GIVEN TEXT.
....

1937 film by Christian-Jaque, Sacha Guitry

The Pearls of the Crown (Les Perles de la couronne) is a 1937 French comedy film of historically based fiction by Sacha Guitry who plays four roles in it (many of the other performers play multiple roles, as well). Guitry's Jean Martin investigates the history of seven pearls, four of which end up on the crown of England, while the other three initially go missing.

It was made at the Billancourt Studios in Paris with location shooting at a variety of sites including the Abbaye de Royaumont, the Château de Louveciennes and aboard the S.S. Normandie. The film's sets were designed by the art director Jean Perrier.

==Plot==
Tracing the history of seven valuable pearls of the English Crown from the time of Henry VIII of England to the present day (1937). Writer Jean Martin (Sacha Guitry) attempts to track down three of the missing pearls by tracing their previous owners, with events seen in flashback, involving Napoleon, King Henry VIII and Elizabeth I of England amongst others.

....

ASSIGNMENT 1.
Answer these questions about the text on The Pearls of the Crown:
(a) How many roles does Sacha Guitry play in the film?
(b) At which studios was the film made?
(c) Who designed the film's sets?
ASSIGNMENT 2. In the text on The Pearls of the Crown, retype everything from "The Pearls of" down to "director Jean Perrier.".

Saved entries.

....

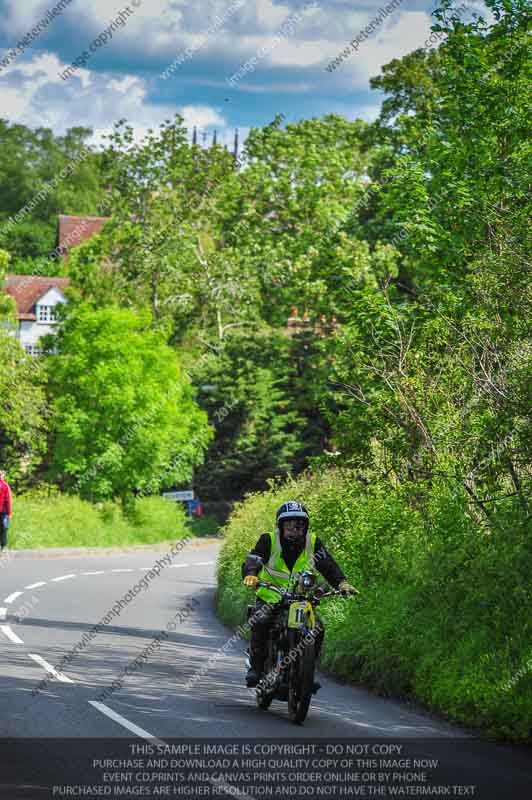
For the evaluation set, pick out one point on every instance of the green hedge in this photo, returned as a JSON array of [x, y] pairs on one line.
[[55, 520], [445, 612]]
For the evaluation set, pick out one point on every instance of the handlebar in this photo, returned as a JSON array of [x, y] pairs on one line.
[[288, 594]]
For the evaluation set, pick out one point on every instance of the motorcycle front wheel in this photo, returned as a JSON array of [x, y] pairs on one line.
[[264, 696]]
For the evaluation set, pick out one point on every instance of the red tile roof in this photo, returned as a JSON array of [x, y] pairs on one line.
[[27, 289], [74, 230]]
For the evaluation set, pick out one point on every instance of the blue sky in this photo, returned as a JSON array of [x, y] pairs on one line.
[[291, 40]]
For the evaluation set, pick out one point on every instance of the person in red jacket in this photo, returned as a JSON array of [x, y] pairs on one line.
[[5, 508]]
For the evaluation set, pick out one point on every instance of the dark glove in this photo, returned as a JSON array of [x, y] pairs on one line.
[[347, 589]]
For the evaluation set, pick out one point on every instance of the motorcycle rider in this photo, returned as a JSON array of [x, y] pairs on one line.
[[291, 548]]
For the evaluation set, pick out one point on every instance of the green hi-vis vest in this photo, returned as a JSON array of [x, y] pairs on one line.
[[279, 574]]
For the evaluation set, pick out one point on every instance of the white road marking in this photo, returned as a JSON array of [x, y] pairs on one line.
[[10, 635], [130, 726], [60, 676], [12, 597]]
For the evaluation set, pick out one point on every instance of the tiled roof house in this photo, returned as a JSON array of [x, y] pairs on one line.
[[36, 299], [37, 296]]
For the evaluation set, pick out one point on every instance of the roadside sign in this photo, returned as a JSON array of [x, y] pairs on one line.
[[188, 495]]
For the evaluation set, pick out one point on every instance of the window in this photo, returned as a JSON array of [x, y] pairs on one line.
[[46, 314]]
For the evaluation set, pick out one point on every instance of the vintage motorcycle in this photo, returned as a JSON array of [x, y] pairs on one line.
[[290, 659]]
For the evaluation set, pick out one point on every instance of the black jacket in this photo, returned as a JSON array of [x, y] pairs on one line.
[[324, 562]]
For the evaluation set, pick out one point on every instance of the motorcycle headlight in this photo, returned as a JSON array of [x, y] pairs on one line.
[[308, 580]]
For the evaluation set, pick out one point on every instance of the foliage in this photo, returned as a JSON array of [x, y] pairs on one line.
[[42, 519]]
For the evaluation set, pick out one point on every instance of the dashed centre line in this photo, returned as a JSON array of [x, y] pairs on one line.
[[12, 597], [60, 676], [6, 630], [130, 726]]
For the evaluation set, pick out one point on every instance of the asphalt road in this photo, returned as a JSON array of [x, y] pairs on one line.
[[48, 604]]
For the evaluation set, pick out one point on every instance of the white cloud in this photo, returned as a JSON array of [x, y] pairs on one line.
[[33, 94]]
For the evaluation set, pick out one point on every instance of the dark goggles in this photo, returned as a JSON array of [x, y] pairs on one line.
[[294, 524]]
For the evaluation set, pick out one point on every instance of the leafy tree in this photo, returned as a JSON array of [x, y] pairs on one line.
[[243, 386]]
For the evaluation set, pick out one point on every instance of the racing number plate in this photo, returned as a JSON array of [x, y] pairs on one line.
[[297, 614]]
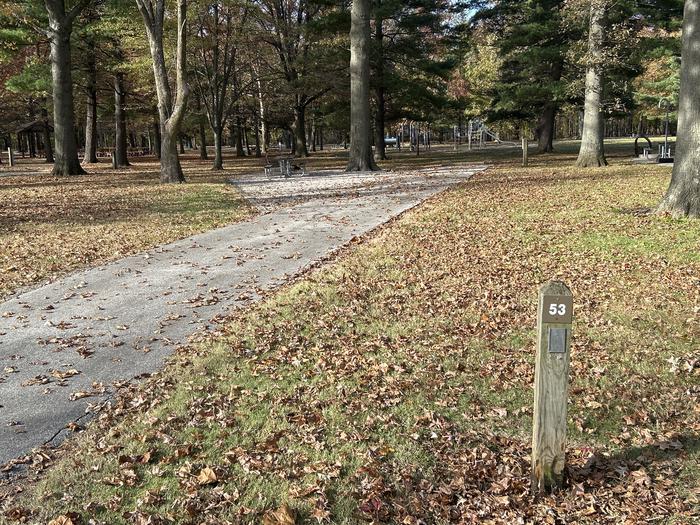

....

EXERCISE RESPONSE 1.
(a) Four
(b) The Billancourt Studios in Paris
(c) The art director Jean Perrier

EXERCISE RESPONSE 2.
The Pearls of the Crown (Les Perles de la couronne) is a 1937 French comedy film of historically based fiction by Sacha Guitry who plays four roles in it (many of the other performers play multiple roles, as well). Guitry's Jean Martin investigates the history of seven pearls, four of which end up on the crown of England, while the other three initially go missing.

It was made at the Billancourt Studios in Paris with location shooting at a variety of sites including the Abbaye de Royaumont, the Château de Louveciennes and aboard the S.S. Normandie. The film's sets were designed by the art director Jean Perrier.